Click here to get explanation for the next examples

describe GetTime do
  let(:current_time) { Time.now }

  it "gets the same time over and over again" do
    puts current_time # => 2018-07-19 09:35:29 +0300
    sleep(3)
    puts current_time # => 2018-07-19 09:35:29 +0300
  end

  it "gets the time again" do
    puts current_time # => 2018-07-19 09:35:32 +0300
  end
end
describe "GetTime" do
  let!(:current_time) { Time.now }

  before(:each) do
    puts Time.now # => 2018-07-19 09:57:52 +0300
  end

  it "gets the time" do
    sleep(3)
    puts current_time # => 2018-07-19 09:57:52 +0300
  end
end

Debugging via terminal (byebug)

To debug via terminal we need to install byebug with the next command "gem install byebug" running it from the project directory.

Now we need to add in our code a requirement for "byebug" and breakpoints like in the next example:

# dog.rb
class Dog
  def bark
    "Woof!"

**Set task 1**
Answer these about the Ruby testing text:
(a) Which command installs byebug?
(b) What time does the example "gets the time again" print?
(c) What string does the bark method in dog.rb return?

**Source records**
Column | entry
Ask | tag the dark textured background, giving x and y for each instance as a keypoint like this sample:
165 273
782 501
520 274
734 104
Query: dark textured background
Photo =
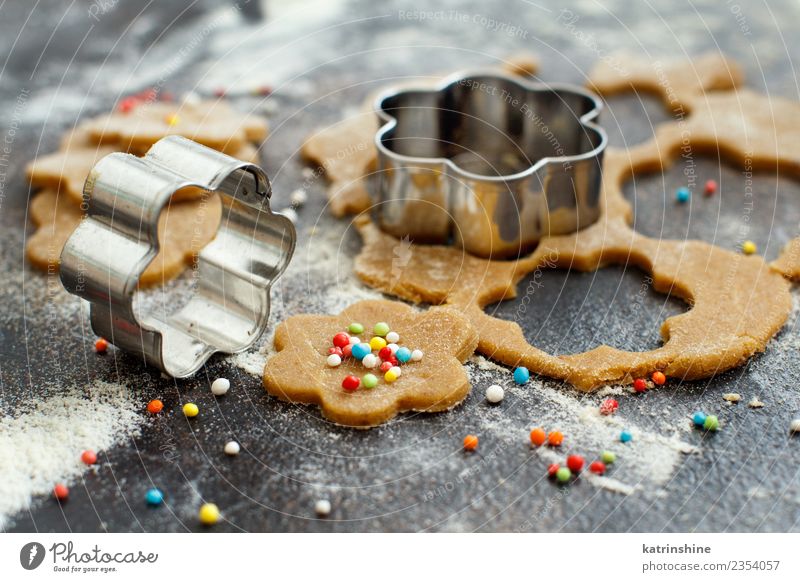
410 474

**Set task 2**
Reproduce the listing that follows the Ruby testing text, keeping every line as it stands and leaving the picture out.

**Expected answer 1**
(a) gem install byebug
(b) 2018-07-19 09:35:32 +0300
(c) "Woof!"

**Expected answer 2**
Column | entry
Ask | tag the dark textured background, giving x and y for each instance as a keypoint like this sample:
165 273
782 501
520 274
734 104
Query: dark textured background
Photo =
410 474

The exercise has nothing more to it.